YOUR ASSIGNMENT -> Copy each line of the data beneath in which the word "below" appears.
SOURCE MATERIAL section start
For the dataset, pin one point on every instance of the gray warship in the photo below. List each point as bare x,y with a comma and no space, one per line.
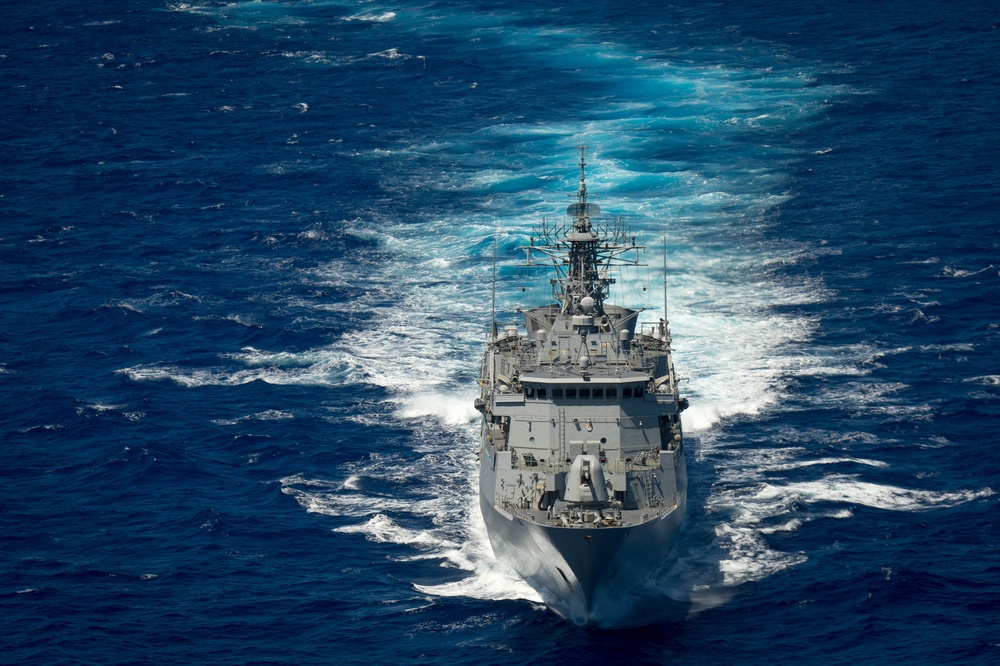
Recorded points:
582,477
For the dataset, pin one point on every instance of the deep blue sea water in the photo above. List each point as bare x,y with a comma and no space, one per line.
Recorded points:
245,259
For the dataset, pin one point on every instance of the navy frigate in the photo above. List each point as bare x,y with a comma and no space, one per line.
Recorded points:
582,478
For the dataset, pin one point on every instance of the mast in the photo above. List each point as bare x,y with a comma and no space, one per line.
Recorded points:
582,252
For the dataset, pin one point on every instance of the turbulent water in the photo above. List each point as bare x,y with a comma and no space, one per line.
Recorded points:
246,268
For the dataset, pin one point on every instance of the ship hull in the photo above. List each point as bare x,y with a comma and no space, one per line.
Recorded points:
584,573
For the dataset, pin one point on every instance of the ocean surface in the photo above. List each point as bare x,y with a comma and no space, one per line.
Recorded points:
245,282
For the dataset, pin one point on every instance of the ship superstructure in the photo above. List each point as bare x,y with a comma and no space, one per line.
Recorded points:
582,472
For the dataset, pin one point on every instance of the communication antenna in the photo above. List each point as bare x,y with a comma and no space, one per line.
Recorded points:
493,300
666,318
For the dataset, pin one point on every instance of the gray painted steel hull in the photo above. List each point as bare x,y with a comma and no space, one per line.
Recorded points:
581,572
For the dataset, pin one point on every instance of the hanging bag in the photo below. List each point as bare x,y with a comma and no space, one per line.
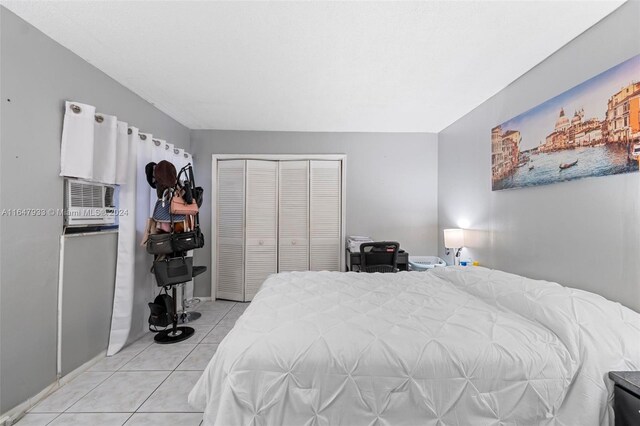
SOURCE MATERIAL section end
COMPLETED EXERCISE ->
For the dataset, pin one point on every instance of the gray warship in the photo below. List each point as bare x,y with a comma and no space, one per line.
For the dataset, pin one point on every instance of the hanging bag in the photo below. List each point as bare x,y with a comma and no space, one per line.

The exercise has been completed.